Problem requirements –
Calculate how many lines of the data hold "person". The answer consists of that number only.
-------------------------
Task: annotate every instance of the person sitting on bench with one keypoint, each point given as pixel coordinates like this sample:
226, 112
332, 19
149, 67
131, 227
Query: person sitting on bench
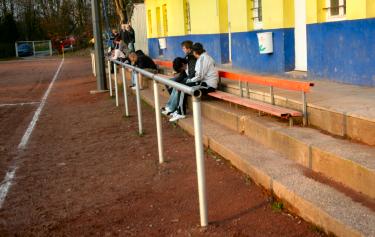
-------------------------
Exercise answer –
2